-- 課題内容 --
沖縄と植民地主義を論じた文章を、最後の一文の後から引き継いで書き進めてください。

-- 抜粋本文 --
そして、これは日本とアメリカの関係性そのものでもあり、日本と沖縄の関係性そのものでもある。
植民地研究を通じて、国と国との権力関係、植民地が宗主国の社会の在り方にいかに影響されるのかといったことを考えるうちに、日本はアメリカの植民地のごとく蹂躙され続けてきたということを実感するようになった。
歴史的事実としてアメリカに占領されていたとか、アメリカは世界中で戦争しているとかいったことを知っていることと、自分が慣れ親しみ、憧れさえ抱いていた存在が、まさに今現在も世界中で暴力を振るい続け、植民地主義支配者のごとき力を振るう存在であることを、自分の経験も照らし合わせて実感するのとでは、ショックの大きさが全然違う。
植民地主義、在日米軍、米兵といったものが自分の中で一つに繋がったとき、私は何かに裏切られたような気持ちになった。
さらに、日本と沖縄の関係を植民地研究という視点から学ぶなかで、本土の日本人そのものが、在日米軍や米兵が暴力の象徴であるのと同じように、沖縄にとっては暴力の象徴であるのだということにも気づいた。
戦後直後、長期にわたる占領が日本人を刺激し、旧軍部が蜂起することを危惧していた米軍は本土からの早期撤退を決めたが、その代わりに当時すでに米軍の支配下にあった沖縄をより大々的に占領することを決定した。
そして、この決定について、1947年にマッカーサーは「沖縄人は日本人ではないので、この決定について怒る日本人はいないだろう。」と語っている。

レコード

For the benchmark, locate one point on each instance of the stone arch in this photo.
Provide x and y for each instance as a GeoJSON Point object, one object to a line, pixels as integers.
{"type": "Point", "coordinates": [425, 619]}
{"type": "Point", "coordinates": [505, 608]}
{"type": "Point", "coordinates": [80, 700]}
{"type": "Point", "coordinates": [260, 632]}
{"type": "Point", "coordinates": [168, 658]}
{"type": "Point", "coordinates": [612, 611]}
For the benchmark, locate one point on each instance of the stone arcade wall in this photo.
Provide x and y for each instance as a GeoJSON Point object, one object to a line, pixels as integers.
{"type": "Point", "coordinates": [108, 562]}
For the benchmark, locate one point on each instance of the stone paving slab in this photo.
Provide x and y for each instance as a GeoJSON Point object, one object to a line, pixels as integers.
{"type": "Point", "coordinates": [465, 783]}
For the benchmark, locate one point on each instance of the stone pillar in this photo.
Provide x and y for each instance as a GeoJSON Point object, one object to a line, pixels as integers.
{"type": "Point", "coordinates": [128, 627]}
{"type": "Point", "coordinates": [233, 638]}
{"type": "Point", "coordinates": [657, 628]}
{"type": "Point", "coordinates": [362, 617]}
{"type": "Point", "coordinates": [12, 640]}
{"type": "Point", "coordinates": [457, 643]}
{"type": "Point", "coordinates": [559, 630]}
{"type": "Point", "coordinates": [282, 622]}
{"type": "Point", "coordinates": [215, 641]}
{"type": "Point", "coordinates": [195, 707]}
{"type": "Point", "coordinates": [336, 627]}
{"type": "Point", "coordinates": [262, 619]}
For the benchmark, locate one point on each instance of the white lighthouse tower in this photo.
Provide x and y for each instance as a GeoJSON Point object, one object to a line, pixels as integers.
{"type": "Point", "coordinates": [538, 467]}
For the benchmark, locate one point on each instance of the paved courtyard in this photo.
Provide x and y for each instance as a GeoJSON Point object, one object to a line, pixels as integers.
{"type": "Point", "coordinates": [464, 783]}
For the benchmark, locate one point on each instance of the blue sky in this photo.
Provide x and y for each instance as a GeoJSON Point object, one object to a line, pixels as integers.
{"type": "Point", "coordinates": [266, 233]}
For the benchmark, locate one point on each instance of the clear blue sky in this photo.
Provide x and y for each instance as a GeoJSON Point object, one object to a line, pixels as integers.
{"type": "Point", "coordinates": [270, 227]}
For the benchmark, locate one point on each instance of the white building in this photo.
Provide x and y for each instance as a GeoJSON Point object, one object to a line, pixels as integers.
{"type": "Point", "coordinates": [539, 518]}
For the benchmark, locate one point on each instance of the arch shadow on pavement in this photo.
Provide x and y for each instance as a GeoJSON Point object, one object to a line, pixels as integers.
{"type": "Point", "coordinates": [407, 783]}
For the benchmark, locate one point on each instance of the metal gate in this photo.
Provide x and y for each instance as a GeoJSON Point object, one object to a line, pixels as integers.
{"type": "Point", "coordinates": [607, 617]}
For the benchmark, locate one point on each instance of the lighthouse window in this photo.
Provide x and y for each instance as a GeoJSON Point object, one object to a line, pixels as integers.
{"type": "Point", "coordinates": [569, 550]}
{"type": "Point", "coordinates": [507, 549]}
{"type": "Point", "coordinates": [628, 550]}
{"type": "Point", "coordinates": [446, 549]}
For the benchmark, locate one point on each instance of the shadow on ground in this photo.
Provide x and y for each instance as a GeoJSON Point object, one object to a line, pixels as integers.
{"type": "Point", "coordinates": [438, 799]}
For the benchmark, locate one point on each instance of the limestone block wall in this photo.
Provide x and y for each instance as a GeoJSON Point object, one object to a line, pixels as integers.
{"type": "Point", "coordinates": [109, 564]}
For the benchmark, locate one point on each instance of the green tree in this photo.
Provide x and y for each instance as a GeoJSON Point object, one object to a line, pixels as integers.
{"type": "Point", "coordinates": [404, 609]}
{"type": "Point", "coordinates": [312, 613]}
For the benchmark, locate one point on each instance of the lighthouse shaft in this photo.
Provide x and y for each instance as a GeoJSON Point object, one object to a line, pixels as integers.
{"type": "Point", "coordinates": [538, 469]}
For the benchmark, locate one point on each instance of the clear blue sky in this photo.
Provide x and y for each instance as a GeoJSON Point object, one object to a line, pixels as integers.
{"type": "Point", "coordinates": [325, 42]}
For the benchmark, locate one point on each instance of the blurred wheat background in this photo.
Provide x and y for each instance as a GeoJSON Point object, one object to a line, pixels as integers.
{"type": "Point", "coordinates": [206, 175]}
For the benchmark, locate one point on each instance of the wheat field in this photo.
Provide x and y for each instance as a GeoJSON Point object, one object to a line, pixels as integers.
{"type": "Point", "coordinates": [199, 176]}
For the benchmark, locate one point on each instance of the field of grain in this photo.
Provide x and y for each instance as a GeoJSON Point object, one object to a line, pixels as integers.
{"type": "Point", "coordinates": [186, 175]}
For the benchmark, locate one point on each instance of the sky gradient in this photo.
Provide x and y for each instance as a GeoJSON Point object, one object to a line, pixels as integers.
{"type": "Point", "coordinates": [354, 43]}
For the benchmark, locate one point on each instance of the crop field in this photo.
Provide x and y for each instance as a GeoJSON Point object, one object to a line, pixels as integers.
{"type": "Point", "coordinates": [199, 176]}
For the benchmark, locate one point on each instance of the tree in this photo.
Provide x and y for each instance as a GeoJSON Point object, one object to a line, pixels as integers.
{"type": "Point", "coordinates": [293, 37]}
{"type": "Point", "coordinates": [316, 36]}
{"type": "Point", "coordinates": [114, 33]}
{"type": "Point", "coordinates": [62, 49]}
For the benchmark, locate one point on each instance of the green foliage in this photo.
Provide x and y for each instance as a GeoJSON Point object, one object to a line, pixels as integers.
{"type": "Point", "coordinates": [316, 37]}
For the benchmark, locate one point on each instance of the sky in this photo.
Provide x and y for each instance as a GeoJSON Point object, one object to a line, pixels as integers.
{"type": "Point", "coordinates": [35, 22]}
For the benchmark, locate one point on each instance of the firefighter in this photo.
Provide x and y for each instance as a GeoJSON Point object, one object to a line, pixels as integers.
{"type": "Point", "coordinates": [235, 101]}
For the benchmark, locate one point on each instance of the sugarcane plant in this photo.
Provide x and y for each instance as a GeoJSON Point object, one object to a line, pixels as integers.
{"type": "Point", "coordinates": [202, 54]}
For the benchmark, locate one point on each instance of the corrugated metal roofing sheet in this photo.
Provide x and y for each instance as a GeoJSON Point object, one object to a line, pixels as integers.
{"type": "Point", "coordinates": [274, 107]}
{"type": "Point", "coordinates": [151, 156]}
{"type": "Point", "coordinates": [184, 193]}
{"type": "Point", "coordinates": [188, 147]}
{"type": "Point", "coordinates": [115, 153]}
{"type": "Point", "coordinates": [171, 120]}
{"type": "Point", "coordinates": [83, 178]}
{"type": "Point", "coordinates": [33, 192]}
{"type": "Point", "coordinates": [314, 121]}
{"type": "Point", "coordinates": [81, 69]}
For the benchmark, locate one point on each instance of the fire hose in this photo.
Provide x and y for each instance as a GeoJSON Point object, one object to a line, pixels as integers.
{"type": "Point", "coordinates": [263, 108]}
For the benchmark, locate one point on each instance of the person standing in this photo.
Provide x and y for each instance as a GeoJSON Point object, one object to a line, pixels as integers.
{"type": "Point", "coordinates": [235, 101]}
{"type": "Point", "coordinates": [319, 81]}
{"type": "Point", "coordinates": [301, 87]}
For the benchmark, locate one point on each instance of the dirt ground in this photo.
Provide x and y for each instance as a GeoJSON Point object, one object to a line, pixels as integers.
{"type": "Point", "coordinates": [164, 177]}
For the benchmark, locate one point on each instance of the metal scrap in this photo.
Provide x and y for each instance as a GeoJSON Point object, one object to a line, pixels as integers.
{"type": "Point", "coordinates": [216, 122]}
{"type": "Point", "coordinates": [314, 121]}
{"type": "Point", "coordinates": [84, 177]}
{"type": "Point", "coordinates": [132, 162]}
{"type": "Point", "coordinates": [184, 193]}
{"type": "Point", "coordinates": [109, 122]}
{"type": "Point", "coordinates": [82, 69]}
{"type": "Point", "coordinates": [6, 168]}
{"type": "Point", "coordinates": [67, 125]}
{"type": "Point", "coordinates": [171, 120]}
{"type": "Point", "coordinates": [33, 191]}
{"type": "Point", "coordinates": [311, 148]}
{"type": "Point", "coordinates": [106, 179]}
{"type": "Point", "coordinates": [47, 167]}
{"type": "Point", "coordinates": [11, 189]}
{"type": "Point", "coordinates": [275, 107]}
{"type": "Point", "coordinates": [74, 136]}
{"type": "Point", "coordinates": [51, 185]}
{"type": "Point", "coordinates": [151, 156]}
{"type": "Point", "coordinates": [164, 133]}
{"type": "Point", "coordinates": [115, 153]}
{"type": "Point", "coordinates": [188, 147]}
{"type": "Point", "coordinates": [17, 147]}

-- 最終結果 --
マッカーサーのこの一言には、日本、アメリカ、沖縄の関係のすべてが集約されている。
アメリカは日本を支配することを何とも思っていなかった。
本土からの撤退は、より安全かつ容易に日本に対する軍事的影響を行使しつつ、資本主義陣営を守るための合理的な決定に過ぎなかった。
そのために沖縄を犠牲にすることを日本もアメリカも何とも思っていなかった。
アメリカは日本人が沖縄のことを「日本ではない」と思っていることを理解していたからだ。
基地問題は沖縄の問題ではなく、日本の問題だと認識しているか?
植民地研究を通じて、日本とアメリカ、西欧諸国と非西欧諸国の「植民地と宗主国的関係性」について考える中で、米軍や米国に対する漠然とした憧れのようなものは薄れていった。
そして、アメリカに来て、アメリカ国内の人種関係や人種的序列構造を目の当りにして、ますますアメリカと日本の植民地主義的な関係に幻滅した。
日米関係が植民地主義的性格の上になりたつという事実を自覚したうえで、アメリカにNOを突き付けられるようになる以外に、この従属的な関係性を変える道は無い。
翁長知事は、日本、米国、沖縄の植民地主義的関係性を自覚したうえで、「宗主国」である日本政府、その日本政府の「宗主国」であるアメリカと交渉してきたのではないだろうか。
だが日本政府はその声に耳を傾けることもなく、真摯に対応することもなかった。
私にとって、在日米軍というのは自分のアイデンティティと切っても切れない身近な存在である。
在日米軍と言うのは米軍による日本の植民地支配の象徴であり、アメリカが世界で繰り広げる戦争と暴力の象徴である。
だがそれを知っていても、私の心の奥深いところに刻み込まれたアメリカや米軍に対する憧れや親しみといったものを完全に拒否し、拒絶し、否定できるほどの強い心を、私は持っていない。
私の中にある、米軍やアメリカに対する、憧れや親しみのような感情を、私は憎んでいる。
自分たちを蹂躙し、蔑み、支配する存在であることを知りながら、自分たちを守り導くようなその力に憧れてしまう。
これこそ、植民地メンタルだ。
だがそれでも、子どもの頃から刷り込まれた憧れの感情が消えてしまうことはない。
その事実が、悲しくも苦しくもある。
米軍基地が周辺の住民の生活や考え方にどんな影響を及ぼすのか、良い面も、悪い面も見てきた。
沖縄の外で、在日米軍を身近な存在として育ったからこそ思う。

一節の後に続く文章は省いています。